Problem to solve ::
Will you give every entry again exactly as it stands?

Begin Stored records

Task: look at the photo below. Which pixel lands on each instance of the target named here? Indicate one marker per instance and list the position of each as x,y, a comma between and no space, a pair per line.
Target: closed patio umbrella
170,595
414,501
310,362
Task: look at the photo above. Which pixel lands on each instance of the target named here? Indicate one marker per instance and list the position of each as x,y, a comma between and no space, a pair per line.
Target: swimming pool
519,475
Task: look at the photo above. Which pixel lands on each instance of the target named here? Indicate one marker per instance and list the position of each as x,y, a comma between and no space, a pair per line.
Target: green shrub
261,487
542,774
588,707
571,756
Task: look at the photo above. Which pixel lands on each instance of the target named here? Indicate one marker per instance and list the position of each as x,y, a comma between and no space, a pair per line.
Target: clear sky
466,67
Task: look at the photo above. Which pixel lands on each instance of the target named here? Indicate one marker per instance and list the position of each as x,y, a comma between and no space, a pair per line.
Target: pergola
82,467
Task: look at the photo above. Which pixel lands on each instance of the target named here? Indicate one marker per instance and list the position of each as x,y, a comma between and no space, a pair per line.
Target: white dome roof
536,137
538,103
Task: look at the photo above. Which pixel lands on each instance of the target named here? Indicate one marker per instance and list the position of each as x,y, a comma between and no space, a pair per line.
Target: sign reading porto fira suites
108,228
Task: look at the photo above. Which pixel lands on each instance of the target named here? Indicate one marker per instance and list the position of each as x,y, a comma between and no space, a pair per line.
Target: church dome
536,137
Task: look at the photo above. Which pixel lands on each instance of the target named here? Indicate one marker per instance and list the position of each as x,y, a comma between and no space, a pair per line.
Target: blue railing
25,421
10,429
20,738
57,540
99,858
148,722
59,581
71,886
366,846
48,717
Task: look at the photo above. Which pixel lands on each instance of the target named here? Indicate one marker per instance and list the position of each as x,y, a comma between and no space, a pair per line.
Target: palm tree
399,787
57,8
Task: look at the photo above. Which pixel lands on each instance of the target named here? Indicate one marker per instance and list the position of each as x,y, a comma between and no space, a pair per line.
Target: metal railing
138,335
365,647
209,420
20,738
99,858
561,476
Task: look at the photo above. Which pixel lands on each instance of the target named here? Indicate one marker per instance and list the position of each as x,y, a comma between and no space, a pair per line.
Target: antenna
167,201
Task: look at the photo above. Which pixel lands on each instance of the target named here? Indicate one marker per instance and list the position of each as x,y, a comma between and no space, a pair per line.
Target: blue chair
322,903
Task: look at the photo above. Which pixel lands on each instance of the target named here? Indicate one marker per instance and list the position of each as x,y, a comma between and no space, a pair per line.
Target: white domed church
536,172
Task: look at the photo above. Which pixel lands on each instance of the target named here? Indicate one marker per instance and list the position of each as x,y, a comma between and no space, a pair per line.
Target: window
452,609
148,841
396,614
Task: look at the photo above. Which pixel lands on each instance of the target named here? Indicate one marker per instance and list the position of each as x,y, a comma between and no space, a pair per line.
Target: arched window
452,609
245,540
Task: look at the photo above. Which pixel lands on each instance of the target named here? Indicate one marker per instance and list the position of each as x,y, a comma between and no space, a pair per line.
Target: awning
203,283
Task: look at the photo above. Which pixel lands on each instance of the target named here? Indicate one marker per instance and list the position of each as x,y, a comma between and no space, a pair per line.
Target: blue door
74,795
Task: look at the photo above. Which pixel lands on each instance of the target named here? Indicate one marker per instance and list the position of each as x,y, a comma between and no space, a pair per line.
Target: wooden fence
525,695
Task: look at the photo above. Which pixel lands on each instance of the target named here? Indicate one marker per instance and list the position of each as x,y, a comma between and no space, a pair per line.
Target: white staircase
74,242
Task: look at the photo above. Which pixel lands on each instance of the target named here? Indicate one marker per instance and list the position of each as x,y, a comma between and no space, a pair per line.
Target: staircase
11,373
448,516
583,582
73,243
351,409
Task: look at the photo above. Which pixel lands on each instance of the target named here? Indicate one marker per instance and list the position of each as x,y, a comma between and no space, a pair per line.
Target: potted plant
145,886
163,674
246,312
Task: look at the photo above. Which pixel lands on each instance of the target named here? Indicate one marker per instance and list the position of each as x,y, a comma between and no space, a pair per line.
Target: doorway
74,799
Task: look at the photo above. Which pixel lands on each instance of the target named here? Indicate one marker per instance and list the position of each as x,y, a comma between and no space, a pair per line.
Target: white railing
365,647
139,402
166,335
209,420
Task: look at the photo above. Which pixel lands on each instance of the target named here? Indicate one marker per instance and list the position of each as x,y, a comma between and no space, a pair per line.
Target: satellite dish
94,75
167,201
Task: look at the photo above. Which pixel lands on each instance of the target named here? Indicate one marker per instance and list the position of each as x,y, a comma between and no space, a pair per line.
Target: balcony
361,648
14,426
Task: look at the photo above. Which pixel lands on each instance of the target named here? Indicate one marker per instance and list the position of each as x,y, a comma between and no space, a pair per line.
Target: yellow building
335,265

End Stored records

Result of this exercise ::
Task: look at the photo below. Which pixel lands on each instance of the target named here? Indicate one marker per instance and list the position of each as x,y, a comma between and no space, a pair per line.
Target: closed patio umbrella
170,595
414,501
310,362
Task: look at the photo above. Which pixel lands on each instance of the target named here? Indicate one marker per instance and list the position of each as x,y, a comma between and no space, a pair per line.
Target: swimming pool
519,475
Task: look at the photo above. Which pixel lands on each instance of the target named here? Indicate one marker per instance and list the position of each as x,y, a comma between and no space, a pair per line.
Target: green shrub
261,487
542,774
588,707
571,756
Task: look at the photo above. Which pixel lands on each instance of the target named here? Indicate one marker per instance and list the position of each as x,y, a comma between and no space, a pair per line.
Target: clear sky
466,67
Task: look at the photo above. Which pixel lands on each instance of the target named here? Indicate one marker per instance and list the position of each as x,y, a comma between and no space, a pair per line.
Target: pergola
82,467
Task: look at the photo above. Which pixel lands on each instance of the target named here? Indicate one marker per instance and list the position of each as x,y, a comma between and no space, a pair per line.
Target: white dome roof
536,137
538,103
Task: look at the photo above. Which pixel lands on each instance of the target named here? Indicate one marker per instance and list the position of each as x,y, a comma between and no space, a pair per line.
Target: sign reading porto fira suites
108,228
Task: look at the photo above. Which pixel lands on each instance of the target named here? Indicate one marker per instance and list the position of each as x,y, a comma between and no space, a pair per line.
Target: church dome
536,137
Task: look at the photo above. Which pixel lands on each instance of the target named here? Indicate one marker per instance and list the position of each as x,y, a comma between and no space, a pair per line.
Target: blue railing
25,421
10,429
20,738
57,540
99,858
148,722
59,581
71,886
366,846
48,717
Task: look at the photo above. Which pixel lands on each instance of the target named here? Indicate one marker per instance and list the position of each as x,y, a comma between and no space, a pair per line.
Target: palm tree
399,787
57,8
Task: look at the photo above. Which pixel lands on each instance of the target named here? Indicate one marker per instance and list the position of each as x,y, a comma between and no space, a pair per line.
Target: metal railing
138,335
365,647
209,420
20,738
99,858
561,476
Task: look at the photo above. Which pixel lands on each instance of the target named here? Indicate one marker per instance and list the position of each as x,y, a comma between and no space, a pair per line.
Target: antenna
167,201
Task: look at the photo above. Which pixel lands on each instance of the target named here? Indicate one marker per instance and list the position of each as x,y, a comma between and no space, a pair per line.
Target: blue chair
322,903
Task: look at the photo above. Which pixel lands on each instance of the target named here? Indicate one marker per instance and list the position of each as x,y, a comma between and no space, a pair per line.
Target: white domed church
536,172
Task: look at the photo above. Which pixel lands on each instance of the target named here? Indicate one marker per instance and list the position of each as x,y, a comma between and no space, a pair per line.
Target: window
452,609
148,841
396,614
Task: look at the photo above. Which pixel lands on each instance of the target named here? Indicate one marker per instance and list the position of each as x,y, a comma between and no space, a pair per line.
Target: arched window
452,609
245,540
Task: look at the photo above. Which pixel lands on each instance of the target named here? Indicate one marker per instance and list the position of each as x,y, a comma between and no space, a pair per line.
Target: awning
203,283
Task: look at the photo above. Which pixel lands on each instance of the target named here? Indicate one marker per instance and list the position of each as x,y, a comma between and no space, a pair per line.
Target: blue door
74,795
Task: look at the photo above. Which pixel lands on each instance of the target named here? Indicate one marker per instance and list the position of each as x,y, a comma between and no space, a pair per line.
Target: wooden fence
525,695
Task: look at the photo above. Which pixel lands on each instance of the target named here? Indicate one marker per instance and list the position of each as x,y, a comma between and no space, a pair per line.
Target: white staircase
74,242
Task: look at the photo above. Which pixel lands on each instance of the target named here? Indicate one marker per instance and list the position of each as x,y, a comma between and no space, a pair per line.
Target: staircase
11,373
448,516
583,582
73,243
351,409
Task: look at the photo above. Which pixel lands on each instance of the target named here? Indicate one marker per instance and list the position of each as x,y, a comma between and no space, a pair per line.
Target: potted plant
145,886
163,674
246,312
Task: look at the photo above. Which pixel lands on each instance of the target named here? Indicate one marker per instance and list the position of each as x,y, a comma between and no space, a pair per line.
Target: doorway
74,799
Task: look at the photo above. Which pixel lands on each instance of the target named here? Indicate one marker per instance and list the position of each as x,y, a comma between and no space, a pair per line.
Target: white railing
365,647
139,402
166,335
209,420
Task: look at the photo above. Which pixel lands on each instance of the target named here? Indicate one marker per instance and list the position of each as x,y, a comma between and no space, a pair per line.
Target: satellite dish
94,75
167,201
Task: look at the photo above. Which pixel lands on each instance of the target named here? Indicate one marker per instance and list the position of each as x,y, a comma between and no space, a pair per line.
Target: balcony
361,648
14,426
Task: look at the photo above. Which pixel lands on each instance of the target named here? Indicate one marker per instance and list the position of each as x,y, a comma between and no space, a pair per line.
Target: yellow building
335,265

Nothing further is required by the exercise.